### What to produce
Copy out the records between the lines holding "Where can you see the flower" and "Where can you see the sweet", inclusive, reproducing every character as it appears.

### Data in this exercise
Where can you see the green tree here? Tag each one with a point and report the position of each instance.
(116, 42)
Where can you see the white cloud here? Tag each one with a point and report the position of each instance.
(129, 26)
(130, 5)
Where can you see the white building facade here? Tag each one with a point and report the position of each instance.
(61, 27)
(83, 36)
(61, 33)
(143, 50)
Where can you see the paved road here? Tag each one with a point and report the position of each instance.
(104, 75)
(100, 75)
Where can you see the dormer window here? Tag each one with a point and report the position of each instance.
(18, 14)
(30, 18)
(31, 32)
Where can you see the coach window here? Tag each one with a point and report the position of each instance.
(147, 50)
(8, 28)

--

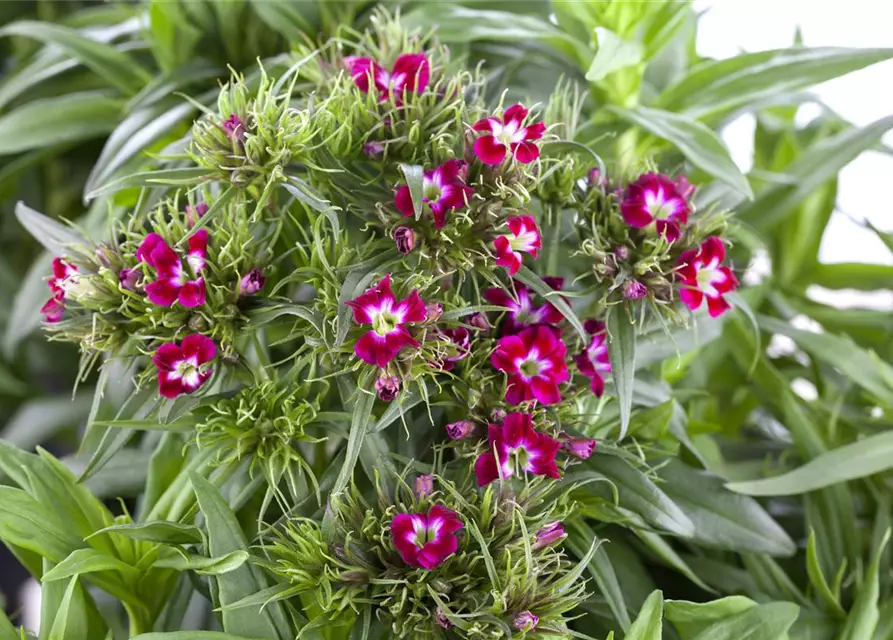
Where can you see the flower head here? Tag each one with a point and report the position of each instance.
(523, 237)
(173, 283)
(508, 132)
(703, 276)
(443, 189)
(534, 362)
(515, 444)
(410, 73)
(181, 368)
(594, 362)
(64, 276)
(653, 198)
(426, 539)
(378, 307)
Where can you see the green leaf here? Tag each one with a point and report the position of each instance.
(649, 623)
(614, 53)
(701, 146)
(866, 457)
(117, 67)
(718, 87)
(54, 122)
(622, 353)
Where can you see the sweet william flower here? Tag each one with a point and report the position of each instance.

### Response
Where can you see the flower head here? Tag each one with a point and report the position of each instance.
(523, 237)
(173, 283)
(508, 132)
(703, 276)
(443, 189)
(534, 362)
(515, 444)
(410, 73)
(181, 368)
(594, 362)
(64, 276)
(653, 198)
(426, 539)
(378, 307)
Where can you see the green leaf here? Tag each one with a point and report the position of each instance.
(649, 623)
(614, 53)
(701, 146)
(866, 457)
(117, 67)
(718, 87)
(54, 122)
(622, 353)
Where can you see the sweet william flower here? Tag each one with a point and report the position of each instance.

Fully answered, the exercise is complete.